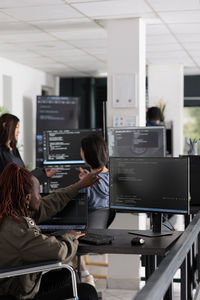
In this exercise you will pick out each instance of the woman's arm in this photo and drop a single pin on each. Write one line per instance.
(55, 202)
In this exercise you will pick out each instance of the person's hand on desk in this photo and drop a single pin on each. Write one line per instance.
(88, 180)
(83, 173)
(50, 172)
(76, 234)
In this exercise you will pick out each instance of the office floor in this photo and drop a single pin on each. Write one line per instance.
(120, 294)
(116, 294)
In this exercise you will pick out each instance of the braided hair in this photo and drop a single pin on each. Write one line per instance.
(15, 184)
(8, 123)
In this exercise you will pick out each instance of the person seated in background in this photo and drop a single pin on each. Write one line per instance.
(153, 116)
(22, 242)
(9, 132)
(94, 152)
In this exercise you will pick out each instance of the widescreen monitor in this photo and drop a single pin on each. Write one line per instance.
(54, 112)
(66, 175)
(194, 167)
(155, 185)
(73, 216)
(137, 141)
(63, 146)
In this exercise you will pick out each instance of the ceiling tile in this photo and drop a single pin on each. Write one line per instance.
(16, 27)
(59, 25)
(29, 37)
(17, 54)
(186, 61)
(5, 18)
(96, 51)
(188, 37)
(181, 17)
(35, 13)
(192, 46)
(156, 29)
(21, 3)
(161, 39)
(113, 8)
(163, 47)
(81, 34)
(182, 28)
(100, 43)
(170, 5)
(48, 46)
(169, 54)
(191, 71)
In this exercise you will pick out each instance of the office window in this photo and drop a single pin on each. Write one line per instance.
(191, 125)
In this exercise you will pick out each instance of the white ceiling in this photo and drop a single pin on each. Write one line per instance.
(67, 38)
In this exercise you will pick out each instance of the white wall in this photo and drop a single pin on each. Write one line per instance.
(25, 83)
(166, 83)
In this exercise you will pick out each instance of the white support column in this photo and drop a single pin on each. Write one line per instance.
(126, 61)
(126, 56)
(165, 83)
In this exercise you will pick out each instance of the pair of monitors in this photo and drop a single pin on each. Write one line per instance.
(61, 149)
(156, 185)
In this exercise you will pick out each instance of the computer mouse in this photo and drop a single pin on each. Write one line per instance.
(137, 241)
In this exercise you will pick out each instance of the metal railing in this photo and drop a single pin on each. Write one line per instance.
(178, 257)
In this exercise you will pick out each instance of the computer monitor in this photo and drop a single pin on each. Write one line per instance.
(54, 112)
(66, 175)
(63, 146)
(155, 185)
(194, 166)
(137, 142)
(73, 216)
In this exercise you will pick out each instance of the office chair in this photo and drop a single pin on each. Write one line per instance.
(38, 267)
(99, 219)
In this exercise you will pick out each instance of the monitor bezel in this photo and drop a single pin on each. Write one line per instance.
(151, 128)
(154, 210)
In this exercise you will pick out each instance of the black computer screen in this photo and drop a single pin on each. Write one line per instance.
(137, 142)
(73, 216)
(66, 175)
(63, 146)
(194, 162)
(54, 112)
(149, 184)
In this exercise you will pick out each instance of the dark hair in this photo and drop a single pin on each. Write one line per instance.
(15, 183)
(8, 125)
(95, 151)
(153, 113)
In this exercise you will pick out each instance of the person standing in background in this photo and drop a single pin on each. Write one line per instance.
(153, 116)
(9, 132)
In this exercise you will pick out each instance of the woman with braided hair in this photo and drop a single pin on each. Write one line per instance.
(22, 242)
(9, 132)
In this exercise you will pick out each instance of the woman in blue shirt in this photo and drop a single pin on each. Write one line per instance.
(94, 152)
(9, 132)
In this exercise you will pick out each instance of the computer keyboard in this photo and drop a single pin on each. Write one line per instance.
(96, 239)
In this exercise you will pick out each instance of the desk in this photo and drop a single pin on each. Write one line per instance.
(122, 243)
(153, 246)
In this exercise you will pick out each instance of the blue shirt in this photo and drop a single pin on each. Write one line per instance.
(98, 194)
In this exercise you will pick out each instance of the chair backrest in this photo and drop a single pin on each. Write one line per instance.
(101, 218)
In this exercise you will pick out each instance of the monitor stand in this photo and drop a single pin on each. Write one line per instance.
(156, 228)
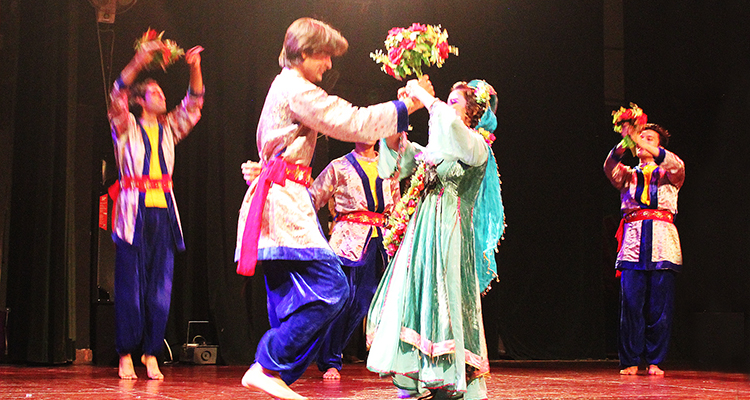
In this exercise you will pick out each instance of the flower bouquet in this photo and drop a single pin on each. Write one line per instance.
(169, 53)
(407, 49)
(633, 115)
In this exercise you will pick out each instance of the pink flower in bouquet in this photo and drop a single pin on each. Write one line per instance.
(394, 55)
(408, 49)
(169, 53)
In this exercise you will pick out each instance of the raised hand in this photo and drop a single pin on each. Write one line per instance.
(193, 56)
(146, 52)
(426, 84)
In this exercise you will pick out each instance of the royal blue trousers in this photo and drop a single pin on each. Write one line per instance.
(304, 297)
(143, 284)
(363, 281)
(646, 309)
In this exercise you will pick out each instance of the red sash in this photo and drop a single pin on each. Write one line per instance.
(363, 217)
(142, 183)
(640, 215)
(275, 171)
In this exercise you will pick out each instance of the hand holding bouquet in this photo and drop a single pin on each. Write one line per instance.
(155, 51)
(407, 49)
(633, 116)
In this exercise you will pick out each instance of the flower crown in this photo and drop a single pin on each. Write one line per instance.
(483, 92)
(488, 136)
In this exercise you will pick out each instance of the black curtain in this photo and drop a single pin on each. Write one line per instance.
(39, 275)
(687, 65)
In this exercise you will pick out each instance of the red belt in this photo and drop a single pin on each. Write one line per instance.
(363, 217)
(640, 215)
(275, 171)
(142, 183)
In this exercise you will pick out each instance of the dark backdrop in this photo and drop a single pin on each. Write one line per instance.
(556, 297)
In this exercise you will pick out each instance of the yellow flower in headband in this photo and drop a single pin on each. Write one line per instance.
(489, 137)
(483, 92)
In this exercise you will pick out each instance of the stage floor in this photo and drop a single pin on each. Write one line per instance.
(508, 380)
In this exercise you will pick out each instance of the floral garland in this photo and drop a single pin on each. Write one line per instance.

————

• _Required task_: Could you lay out every line of the entries above as a Markdown table with the columns Row and Entry line, numbering the rows, skipping blank lines, and leaving out the pictures?

• _Result for this exercise_:
| Row | Entry line |
|---|---|
| 1 | In this exercise you will pick out each instance of the woman's arm in this photo and drop a single pin on each. Write one line per instance. |
| 2 | (55, 202) |
| 3 | In this exercise you will pick out each instance of the person's hand on desk in this photo and drop a single pin on each. Write one line per instance. |
| 4 | (88, 180) |
| 5 | (83, 173) |
| 6 | (50, 172) |
| 7 | (76, 234) |
| 8 | In this exercise you will pick out each instance of the office floor in this photo and drop a single pin on each. Write one line per instance. |
| 9 | (120, 294) |
| 10 | (116, 294) |
| 11 | In this exercise you will pick out each instance of the braided hair in this photo and drop a single pin on each. Write one line per instance. |
| 12 | (15, 184) |
| 13 | (8, 123) |
| 14 | In this exercise you will pick out each instance of the person seated in background in this photo and drop a single pin on each. Write one line per instance. |
| 15 | (153, 116) |
| 16 | (22, 242) |
| 17 | (9, 132) |
| 18 | (94, 152) |
| 19 | In this exercise you will pick out each instance of the widescreen monitor in this photo and drop a single pin on each. Write one line per instance. |
| 20 | (54, 112) |
| 21 | (66, 175) |
| 22 | (194, 167) |
| 23 | (155, 185) |
| 24 | (73, 216) |
| 25 | (137, 141) |
| 26 | (63, 146) |
| 27 | In this exercise you will pick out each instance of the ceiling tile in this photo and drop a single pin on each. Write one line per instance. |
| 28 | (16, 27) |
| 29 | (59, 25) |
| 30 | (29, 37) |
| 31 | (17, 54) |
| 32 | (186, 61) |
| 33 | (5, 18) |
| 34 | (96, 51) |
| 35 | (188, 37) |
| 36 | (181, 17) |
| 37 | (35, 13) |
| 38 | (192, 46) |
| 39 | (156, 29) |
| 40 | (21, 3) |
| 41 | (161, 39) |
| 42 | (113, 8) |
| 43 | (163, 47) |
| 44 | (81, 34) |
| 45 | (182, 28) |
| 46 | (100, 43) |
| 47 | (170, 5) |
| 48 | (48, 46) |
| 49 | (169, 54) |
| 50 | (191, 71) |
| 51 | In this exercise you will pick out each instance of the office window in this photo and drop a single pin on each. Write one line per instance. |
| 52 | (191, 125) |
| 53 | In this exercise you will pick out each instance of the white ceiling in this photo and drop a single pin on each. Write one line per instance. |
| 54 | (67, 38) |
| 55 | In this exercise you will pick out each instance of the white wall in this photo and drop a single pin on each. Write one line per instance. |
| 56 | (25, 83) |
| 57 | (166, 83) |
| 58 | In this exercise you will pick out each instance of the white support column in this photo and drop a single pin on each. Write one line per instance. |
| 59 | (126, 61) |
| 60 | (126, 56) |
| 61 | (165, 83) |
| 62 | In this exercise you will pick out each instance of the pair of monitors in this photo and drop a single pin on each. Write one line per instance. |
| 63 | (61, 149) |
| 64 | (156, 185) |
| 65 | In this exercise you will pick out each instance of the computer mouse in this photo and drop a single pin on each. Write one line per instance. |
| 66 | (137, 241) |
| 67 | In this exercise you will pick out each instance of the metal railing in this photo and drop a single pin on each. Write one line per instance. |
| 68 | (178, 257) |
| 69 | In this exercise you will pick out each instance of the computer monitor in this photo and drop a single pin on each. Write one line per instance. |
| 70 | (54, 112) |
| 71 | (66, 175) |
| 72 | (63, 146) |
| 73 | (155, 185) |
| 74 | (194, 166) |
| 75 | (137, 142) |
| 76 | (73, 216) |
| 77 | In this exercise you will pick out each instance of the office chair in this photo and drop a single pin on each. Write one line per instance. |
| 78 | (38, 267) |
| 79 | (99, 219) |
| 80 | In this exercise you will pick out each instance of the monitor bezel in this photo and drop a single pin on each. Write one line per instance. |
| 81 | (151, 128) |
| 82 | (154, 210) |
| 83 | In this exercise you will pick out each instance of the black computer screen in this photo and drop a single pin on each. Write one line per instance. |
| 84 | (137, 142) |
| 85 | (73, 216) |
| 86 | (66, 175) |
| 87 | (63, 146) |
| 88 | (194, 162) |
| 89 | (54, 112) |
| 90 | (149, 184) |
| 91 | In this exercise you will pick out each instance of the dark hair in this photo and drop a single pin on each. Write one line per instance. |
| 92 | (15, 183) |
| 93 | (8, 125) |
| 94 | (95, 151) |
| 95 | (153, 113) |
| 96 | In this exercise you will pick out each instance of the person standing in background in this photo and drop a single pin on each. Write one line per instance. |
| 97 | (153, 116) |
| 98 | (9, 132) |
| 99 | In this exercise you will pick out each instance of the woman with braided hair in this photo and drop a single pin on each. Write one line per instance. |
| 100 | (22, 242) |
| 101 | (9, 132) |
| 102 | In this exercise you will pick out each instance of the woman in blue shirt in this photo and drop a single pin on each. Write one line per instance. |
| 103 | (94, 152) |
| 104 | (9, 132) |
| 105 | In this exercise you will pick out each instance of the computer keyboard in this photo and drop a single pin on each. Write one line per instance. |
| 106 | (96, 239) |
| 107 | In this exercise you will pick out each instance of the desk in this photo and drop a single pin on each. Write one line per instance. |
| 108 | (122, 243) |
| 109 | (153, 246) |
| 110 | In this exercise you will pick out each instance of the blue shirt in this photo and drop a single pin on each. Write one line per instance. |
| 111 | (98, 194) |
| 112 | In this exercise you will pick out each instance of the chair backrest in this photo and drop a single pin on each. Write one line per instance. |
| 113 | (101, 218) |
| 114 | In this exercise you will pick out each instance of the monitor stand in this photo and drop a single pin on each. Write one line per instance. |
| 115 | (156, 228) |
| 116 | In this exercise you will pick out each instance of the flower bouquet in this photo and drop a single pin on each. Write one line per instance. |
| 117 | (169, 53) |
| 118 | (407, 49) |
| 119 | (633, 115) |
| 120 | In this exercise you will pick out each instance of the pink flower in bouquet in this photo and drop a single pin on each. Write one line per instance. |
| 121 | (394, 55) |
| 122 | (408, 49) |
| 123 | (169, 53) |
| 124 | In this exercise you will pick out each instance of the raised hand in this photo and drop a single pin on each. Write one line per instance. |
| 125 | (193, 56) |
| 126 | (146, 52) |
| 127 | (426, 84) |
| 128 | In this exercise you will pick out each instance of the royal blue trousers in this photo and drop a single pin on each. Write one line per instance. |
| 129 | (304, 297) |
| 130 | (143, 284) |
| 131 | (363, 281) |
| 132 | (646, 309) |
| 133 | In this exercise you will pick out each instance of the red sash in this photo and drop a single pin on each. Write one line per instance. |
| 134 | (363, 217) |
| 135 | (142, 183) |
| 136 | (640, 215) |
| 137 | (275, 171) |
| 138 | In this exercise you will pick out each instance of the hand holding bouquet in this photo and drop a single pin on each. Write one line per instance. |
| 139 | (155, 51) |
| 140 | (407, 49) |
| 141 | (633, 116) |
| 142 | In this exercise you will pick out each instance of the flower crown in this photo and drop a single pin on each. Write one line per instance. |
| 143 | (483, 92) |
| 144 | (488, 136) |
| 145 | In this exercise you will pick out each instance of the black curtain in this photo and drop a single pin on each. Write one line per instance. |
| 146 | (39, 275) |
| 147 | (687, 65) |
| 148 | In this exercise you will pick out each instance of the red belt in this photo and drop a single pin on each. Write one line per instance. |
| 149 | (363, 217) |
| 150 | (640, 215) |
| 151 | (275, 171) |
| 152 | (142, 183) |
| 153 | In this exercise you will pick out each instance of the dark backdrop in this photo and drop a single pin on each. Write one line per instance. |
| 154 | (556, 297) |
| 155 | In this exercise you will pick out each instance of the yellow flower in headband in this photo and drop a single pin on each. Write one line per instance. |
| 156 | (489, 137) |
| 157 | (483, 92) |
| 158 | In this exercise you will pick out each instance of the stage floor in this photo and drop a single pin on each. Write one line per instance. |
| 159 | (508, 380) |
| 160 | In this exercise you will pick out each instance of the floral garland in this photo and drop a single pin on each. Write one line per instance. |